Excerpts of bounding box data
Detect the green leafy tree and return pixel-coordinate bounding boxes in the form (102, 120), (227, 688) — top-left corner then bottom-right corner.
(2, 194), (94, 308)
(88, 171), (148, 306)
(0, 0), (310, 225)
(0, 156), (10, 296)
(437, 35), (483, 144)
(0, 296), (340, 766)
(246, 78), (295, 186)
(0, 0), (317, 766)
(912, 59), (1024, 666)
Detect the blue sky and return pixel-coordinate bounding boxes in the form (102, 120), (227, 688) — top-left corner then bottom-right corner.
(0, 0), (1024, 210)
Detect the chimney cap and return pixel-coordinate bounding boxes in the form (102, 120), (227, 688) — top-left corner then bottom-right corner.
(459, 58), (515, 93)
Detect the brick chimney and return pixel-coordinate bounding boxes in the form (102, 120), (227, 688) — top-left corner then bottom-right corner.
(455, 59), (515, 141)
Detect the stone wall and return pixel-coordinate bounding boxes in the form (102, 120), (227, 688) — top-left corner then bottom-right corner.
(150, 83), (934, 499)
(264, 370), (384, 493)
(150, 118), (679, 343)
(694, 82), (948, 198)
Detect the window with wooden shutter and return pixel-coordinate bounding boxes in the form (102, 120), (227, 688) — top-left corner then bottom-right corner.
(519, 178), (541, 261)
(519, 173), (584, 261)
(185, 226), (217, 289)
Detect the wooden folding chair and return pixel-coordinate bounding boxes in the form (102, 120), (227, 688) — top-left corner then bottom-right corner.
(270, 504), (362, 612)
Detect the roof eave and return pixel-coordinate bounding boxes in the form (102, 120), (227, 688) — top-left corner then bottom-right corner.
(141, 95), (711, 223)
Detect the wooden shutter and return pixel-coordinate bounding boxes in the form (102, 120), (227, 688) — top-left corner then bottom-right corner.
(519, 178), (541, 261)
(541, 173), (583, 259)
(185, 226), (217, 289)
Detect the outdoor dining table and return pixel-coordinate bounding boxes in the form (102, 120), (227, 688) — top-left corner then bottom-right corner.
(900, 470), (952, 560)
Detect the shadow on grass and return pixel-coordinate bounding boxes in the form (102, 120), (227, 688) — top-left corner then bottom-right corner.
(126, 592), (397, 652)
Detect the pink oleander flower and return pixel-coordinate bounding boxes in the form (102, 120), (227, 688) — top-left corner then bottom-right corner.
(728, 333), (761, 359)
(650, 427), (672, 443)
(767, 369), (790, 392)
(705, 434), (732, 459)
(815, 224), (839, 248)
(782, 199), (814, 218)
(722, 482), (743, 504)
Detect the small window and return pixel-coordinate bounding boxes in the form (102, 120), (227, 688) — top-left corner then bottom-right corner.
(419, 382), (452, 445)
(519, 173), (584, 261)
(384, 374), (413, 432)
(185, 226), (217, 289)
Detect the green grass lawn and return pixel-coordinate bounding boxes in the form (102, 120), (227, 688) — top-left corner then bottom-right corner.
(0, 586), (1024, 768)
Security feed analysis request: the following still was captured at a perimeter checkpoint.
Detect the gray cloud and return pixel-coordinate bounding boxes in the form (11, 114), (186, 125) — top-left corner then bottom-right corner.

▶ WHAT YOU WILL DO:
Gather every line of the records above that contains the string "shutter" and copy each one. Count only matches with the same uppercase and lowercase letters.

▶ CORRECT ANSWER:
Detect the window with wooden shutter and return pixel-coordinate bounding boxes in the form (102, 120), (227, 688) — top-left corner then bottom-right corner.
Detect the wooden shutter and return pixel-coordinate bounding boxes in the form (102, 120), (227, 688) — top-left corner then bottom-right corner.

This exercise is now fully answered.